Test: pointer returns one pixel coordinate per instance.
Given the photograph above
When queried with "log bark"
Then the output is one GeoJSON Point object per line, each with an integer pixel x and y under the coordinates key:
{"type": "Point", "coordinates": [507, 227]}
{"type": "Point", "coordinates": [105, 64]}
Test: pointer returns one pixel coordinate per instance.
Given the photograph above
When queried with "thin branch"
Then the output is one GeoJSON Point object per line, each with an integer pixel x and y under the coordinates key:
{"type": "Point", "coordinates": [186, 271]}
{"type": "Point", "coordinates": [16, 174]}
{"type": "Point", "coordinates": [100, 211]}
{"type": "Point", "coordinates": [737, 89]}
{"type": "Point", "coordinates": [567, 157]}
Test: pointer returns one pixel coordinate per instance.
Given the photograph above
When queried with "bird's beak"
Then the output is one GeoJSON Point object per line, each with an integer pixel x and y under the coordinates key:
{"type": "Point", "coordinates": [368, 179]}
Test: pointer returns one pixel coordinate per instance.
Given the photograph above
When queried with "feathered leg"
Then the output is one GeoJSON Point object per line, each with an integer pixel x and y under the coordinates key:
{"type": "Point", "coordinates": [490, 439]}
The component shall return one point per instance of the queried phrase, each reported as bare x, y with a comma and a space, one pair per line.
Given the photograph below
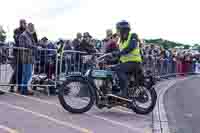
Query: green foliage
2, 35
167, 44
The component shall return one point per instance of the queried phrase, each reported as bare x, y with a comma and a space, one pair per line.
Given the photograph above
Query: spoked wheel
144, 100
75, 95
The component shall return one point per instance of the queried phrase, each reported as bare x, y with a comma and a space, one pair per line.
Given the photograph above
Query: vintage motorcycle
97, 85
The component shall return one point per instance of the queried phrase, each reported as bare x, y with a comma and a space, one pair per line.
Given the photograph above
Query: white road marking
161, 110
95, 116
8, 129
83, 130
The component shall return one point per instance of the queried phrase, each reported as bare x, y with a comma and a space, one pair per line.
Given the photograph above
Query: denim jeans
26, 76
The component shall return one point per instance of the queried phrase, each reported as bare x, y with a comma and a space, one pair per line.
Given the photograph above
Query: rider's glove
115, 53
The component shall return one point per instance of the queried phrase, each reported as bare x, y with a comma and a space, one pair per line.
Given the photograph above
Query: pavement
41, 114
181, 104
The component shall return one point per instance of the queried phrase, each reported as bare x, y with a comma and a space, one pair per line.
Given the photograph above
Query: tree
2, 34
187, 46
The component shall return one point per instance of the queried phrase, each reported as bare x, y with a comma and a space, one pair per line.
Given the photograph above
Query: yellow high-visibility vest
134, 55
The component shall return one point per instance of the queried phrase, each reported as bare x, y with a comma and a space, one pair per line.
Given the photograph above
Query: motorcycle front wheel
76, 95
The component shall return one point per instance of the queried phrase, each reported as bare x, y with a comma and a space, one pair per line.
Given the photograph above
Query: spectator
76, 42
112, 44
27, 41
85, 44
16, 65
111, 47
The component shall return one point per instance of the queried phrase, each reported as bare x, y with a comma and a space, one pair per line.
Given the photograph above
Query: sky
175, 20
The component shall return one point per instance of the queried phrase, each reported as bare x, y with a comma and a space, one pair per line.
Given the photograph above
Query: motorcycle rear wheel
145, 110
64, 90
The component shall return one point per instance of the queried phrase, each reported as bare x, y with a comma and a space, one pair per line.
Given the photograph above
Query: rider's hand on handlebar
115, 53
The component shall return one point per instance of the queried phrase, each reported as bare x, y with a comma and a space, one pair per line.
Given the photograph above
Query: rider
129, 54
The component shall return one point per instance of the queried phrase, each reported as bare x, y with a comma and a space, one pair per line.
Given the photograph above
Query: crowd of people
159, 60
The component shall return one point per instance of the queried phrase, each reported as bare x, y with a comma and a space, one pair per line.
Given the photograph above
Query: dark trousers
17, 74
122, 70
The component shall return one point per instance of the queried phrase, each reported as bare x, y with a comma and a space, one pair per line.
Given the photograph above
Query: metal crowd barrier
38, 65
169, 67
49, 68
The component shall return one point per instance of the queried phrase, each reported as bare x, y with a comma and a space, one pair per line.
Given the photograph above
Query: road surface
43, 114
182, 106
▬▬▬
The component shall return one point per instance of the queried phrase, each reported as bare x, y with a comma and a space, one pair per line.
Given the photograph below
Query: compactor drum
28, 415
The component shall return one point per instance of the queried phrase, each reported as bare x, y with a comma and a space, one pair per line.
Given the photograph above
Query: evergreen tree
▬▬▬
* **Directive**: Please return every line in the entries above that contains the word "wheel".

* **Reply to the task**:
Query: spoked wheel
Query: motorcycle front wheel
Query: motorcycle rear wheel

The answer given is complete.